EXCERPT PROVIDED:
####################
We are committed to creating a practical site with honest opinions that are fair, even when critical. A site that everyone in our diverse community can use. I always welcome your feedback and suggestions at: lisa_at_facingnorth.net.

Things Are Better for Me

I’m doing better at coping with the slow recovery, I think. At least I’m not so whiny as last week.

Last week I managed to walk Sasha 2x/day for 15 mins each. Sunday morning I walked her around the block (which is about 25 mins). It was a huge accomplishment for me. Better still, I’ve done that every day (except today). Moreover, J. and I have been starting to do strength training in the evenings. M-W-F are focused on the upper body, T-Th-S on the lower body. It’s early days yet to say how its going, but I have high hopes.

I’ve learned that I just won’t exercise regularly if its up to me. Aside from walking the dog, that is (and that’s a chore). I need a partner, someone to be accountable to, to talk to, and to go with. That is a tough admission to make, it breaks my ‘I can do it alone’ image.  Yes, I still cling to that even after this nine months of not doing anything alone (except suffer). The upshot of this increase in exercise means that I am quite sore from shoulders to feet. Which is uncomfortable . . . but necessary. I’m not ‘over’ doing it — I just am very weak and out of shape, so basically doing anything other than the ordinary is an effort. Effort = building muscles/ shedding fat (we hope). So, I start slow and work my way into larger and larger efforts.
####################
PROVIDED DATA:

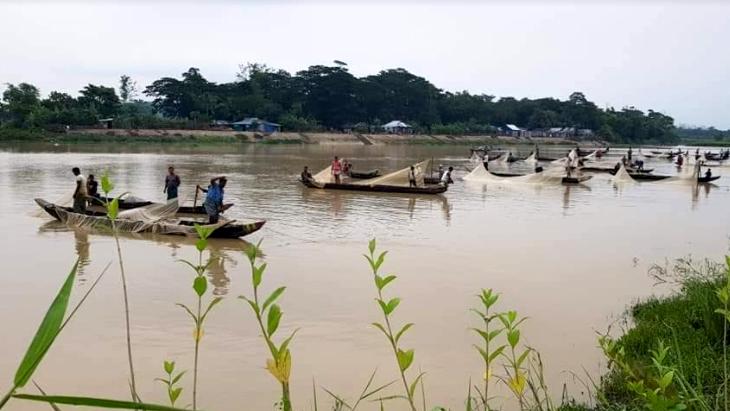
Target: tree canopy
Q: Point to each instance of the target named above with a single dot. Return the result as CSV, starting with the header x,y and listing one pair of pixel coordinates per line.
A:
x,y
323,97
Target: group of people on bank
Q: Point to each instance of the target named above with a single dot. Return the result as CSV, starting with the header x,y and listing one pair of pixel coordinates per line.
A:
x,y
87,192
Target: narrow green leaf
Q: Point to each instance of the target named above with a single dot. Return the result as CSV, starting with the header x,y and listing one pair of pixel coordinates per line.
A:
x,y
496,353
96,402
513,337
201,244
522,357
272,322
270,299
391,306
385,281
381,259
175,394
47,331
177,378
200,284
257,273
106,183
169,366
372,244
112,210
405,359
402,331
285,344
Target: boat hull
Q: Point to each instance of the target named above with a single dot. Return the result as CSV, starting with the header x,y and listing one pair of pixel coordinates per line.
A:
x,y
377,188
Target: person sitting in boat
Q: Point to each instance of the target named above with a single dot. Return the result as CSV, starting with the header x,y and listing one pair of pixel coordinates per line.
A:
x,y
446,177
214,198
92,187
336,169
680,160
80,192
306,176
172,182
412,177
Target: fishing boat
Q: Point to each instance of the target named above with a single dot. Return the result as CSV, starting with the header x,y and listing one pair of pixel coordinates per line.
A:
x,y
97,206
564,180
167,226
707,179
364,174
379,188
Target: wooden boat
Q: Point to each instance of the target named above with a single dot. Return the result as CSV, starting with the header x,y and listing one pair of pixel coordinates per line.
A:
x,y
611,170
643,176
229,229
379,188
365,174
565,180
98,207
702,180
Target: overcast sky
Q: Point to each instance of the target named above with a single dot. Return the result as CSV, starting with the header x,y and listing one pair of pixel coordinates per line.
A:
x,y
673,57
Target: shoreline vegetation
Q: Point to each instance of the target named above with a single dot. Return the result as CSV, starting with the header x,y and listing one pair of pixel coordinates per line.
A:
x,y
184,136
329,100
673,357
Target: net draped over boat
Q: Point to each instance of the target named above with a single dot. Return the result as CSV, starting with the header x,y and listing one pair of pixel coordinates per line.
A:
x,y
154,218
553,175
400,177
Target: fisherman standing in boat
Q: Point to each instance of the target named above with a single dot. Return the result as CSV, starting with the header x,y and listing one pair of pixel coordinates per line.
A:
x,y
80,193
446,177
336,169
172,182
214,198
412,177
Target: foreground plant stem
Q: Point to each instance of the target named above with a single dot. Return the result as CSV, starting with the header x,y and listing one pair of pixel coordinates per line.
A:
x,y
126,314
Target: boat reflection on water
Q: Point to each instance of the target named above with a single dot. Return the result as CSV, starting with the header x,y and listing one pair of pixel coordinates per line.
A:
x,y
220,250
340,202
699,189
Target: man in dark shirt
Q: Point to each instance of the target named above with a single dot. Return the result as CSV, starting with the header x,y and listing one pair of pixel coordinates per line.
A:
x,y
172,182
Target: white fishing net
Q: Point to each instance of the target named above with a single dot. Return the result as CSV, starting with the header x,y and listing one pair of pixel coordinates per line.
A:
x,y
622,176
553,175
400,177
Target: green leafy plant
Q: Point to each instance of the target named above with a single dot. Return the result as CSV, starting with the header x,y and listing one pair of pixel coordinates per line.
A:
x,y
489,351
200,286
403,356
279,365
112,210
517,373
173,391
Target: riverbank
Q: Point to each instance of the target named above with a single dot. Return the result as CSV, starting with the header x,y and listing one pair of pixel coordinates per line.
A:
x,y
235,137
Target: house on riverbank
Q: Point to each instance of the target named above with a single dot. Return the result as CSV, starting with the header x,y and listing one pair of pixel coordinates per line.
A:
x,y
256,124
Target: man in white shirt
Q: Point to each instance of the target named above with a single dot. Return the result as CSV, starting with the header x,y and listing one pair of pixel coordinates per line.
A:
x,y
446,177
80,193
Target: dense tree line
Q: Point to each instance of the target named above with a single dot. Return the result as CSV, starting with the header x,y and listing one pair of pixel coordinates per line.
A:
x,y
321,98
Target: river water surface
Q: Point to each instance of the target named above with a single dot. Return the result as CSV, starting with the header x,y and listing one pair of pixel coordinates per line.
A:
x,y
570,258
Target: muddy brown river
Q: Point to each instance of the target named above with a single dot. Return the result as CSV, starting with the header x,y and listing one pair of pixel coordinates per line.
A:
x,y
571,258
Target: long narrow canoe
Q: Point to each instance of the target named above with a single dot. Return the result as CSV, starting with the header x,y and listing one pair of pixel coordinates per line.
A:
x,y
377,188
98,207
176,226
364,174
565,180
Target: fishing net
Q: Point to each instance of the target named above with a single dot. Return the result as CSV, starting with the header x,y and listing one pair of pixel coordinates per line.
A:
x,y
622,176
400,177
553,175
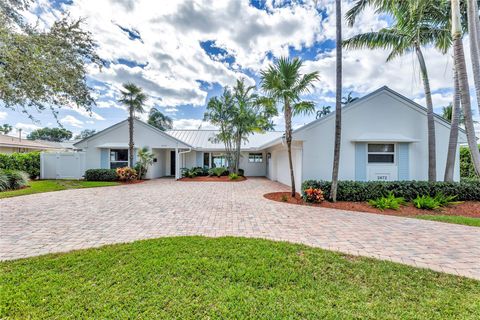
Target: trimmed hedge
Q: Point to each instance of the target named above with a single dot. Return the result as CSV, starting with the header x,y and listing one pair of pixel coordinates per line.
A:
x,y
101,175
27,162
363,191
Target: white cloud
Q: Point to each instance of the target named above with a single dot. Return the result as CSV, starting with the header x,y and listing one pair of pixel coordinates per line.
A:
x,y
71,120
192,124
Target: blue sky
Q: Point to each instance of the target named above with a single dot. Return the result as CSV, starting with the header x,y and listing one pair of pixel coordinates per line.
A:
x,y
184,52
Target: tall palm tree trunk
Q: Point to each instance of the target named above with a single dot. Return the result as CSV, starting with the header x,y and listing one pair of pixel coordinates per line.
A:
x,y
130,142
453,140
288,139
461,68
473,34
432,163
338,103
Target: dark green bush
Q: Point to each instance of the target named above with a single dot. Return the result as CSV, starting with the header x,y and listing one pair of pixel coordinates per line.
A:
x,y
101,175
466,165
13,179
364,191
27,162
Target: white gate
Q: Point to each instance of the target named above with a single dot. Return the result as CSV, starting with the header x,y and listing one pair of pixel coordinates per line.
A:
x,y
62,165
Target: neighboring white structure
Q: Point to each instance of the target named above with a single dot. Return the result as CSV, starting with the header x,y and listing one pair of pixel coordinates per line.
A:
x,y
384,137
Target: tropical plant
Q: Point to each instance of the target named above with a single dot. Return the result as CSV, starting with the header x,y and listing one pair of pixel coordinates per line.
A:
x,y
410,32
313,195
338,99
50,134
6,128
126,174
461,72
233,176
283,83
159,120
133,97
426,202
388,202
85,134
44,69
145,159
323,112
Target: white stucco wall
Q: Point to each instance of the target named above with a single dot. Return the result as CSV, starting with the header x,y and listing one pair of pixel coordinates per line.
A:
x,y
382,114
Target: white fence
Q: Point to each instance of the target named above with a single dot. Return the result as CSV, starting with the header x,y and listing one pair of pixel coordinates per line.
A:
x,y
62,165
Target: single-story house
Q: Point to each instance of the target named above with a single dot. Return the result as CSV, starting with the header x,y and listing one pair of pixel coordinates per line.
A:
x,y
384,137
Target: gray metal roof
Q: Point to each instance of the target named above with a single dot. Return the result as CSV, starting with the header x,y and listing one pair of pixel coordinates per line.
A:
x,y
203,139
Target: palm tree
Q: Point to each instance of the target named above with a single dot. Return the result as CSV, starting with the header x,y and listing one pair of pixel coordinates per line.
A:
x,y
452,113
338,100
284,83
159,120
461,69
134,98
410,32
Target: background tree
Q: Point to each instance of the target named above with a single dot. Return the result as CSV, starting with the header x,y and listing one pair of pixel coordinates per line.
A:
x,y
134,98
50,134
43,69
159,120
85,134
410,31
338,100
220,112
284,83
6,128
323,112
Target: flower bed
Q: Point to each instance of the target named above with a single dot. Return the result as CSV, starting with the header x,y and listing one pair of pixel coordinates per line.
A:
x,y
212,179
467,208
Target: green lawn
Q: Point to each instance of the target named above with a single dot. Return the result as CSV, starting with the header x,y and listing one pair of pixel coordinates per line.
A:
x,y
39,186
468,221
235,278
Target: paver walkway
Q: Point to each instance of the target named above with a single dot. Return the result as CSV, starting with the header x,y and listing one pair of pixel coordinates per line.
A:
x,y
74,219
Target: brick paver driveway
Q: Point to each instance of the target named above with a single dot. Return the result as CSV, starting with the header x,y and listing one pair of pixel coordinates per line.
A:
x,y
75,219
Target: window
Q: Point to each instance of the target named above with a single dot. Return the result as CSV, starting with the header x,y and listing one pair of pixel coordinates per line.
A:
x,y
255,157
118,158
381,153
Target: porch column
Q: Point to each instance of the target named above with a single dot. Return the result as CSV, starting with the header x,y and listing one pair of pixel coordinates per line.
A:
x,y
177,164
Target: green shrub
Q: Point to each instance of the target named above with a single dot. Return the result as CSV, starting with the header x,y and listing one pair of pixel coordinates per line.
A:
x,y
466,165
101,175
366,190
233,176
426,202
218,171
388,202
15,179
27,162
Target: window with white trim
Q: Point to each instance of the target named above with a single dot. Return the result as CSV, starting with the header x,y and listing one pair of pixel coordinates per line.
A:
x,y
255,157
118,158
379,153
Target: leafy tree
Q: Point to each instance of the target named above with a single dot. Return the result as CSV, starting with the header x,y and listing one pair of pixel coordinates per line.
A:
x,y
43,69
159,120
284,83
85,134
338,100
410,31
6,128
145,159
323,112
50,134
133,97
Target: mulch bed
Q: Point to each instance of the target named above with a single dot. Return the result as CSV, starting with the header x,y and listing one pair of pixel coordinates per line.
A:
x,y
466,209
212,179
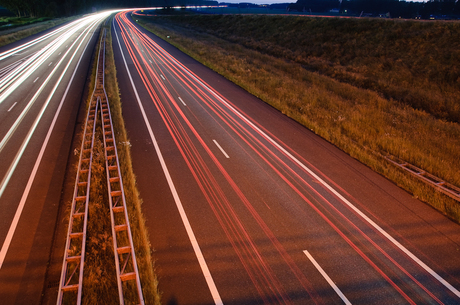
####################
WORK TO BE COMPLETED:
Please answer these from the recovery post:
1. About how long does a walk around the block take?
2. On which days does the strength training focus on the upper body?
3. For how many months has the writer not done anything alone?

WRITTEN SOLUTION:
1. About 25 minutes.
2. Monday, Wednesday, and Friday.
3. Nine months.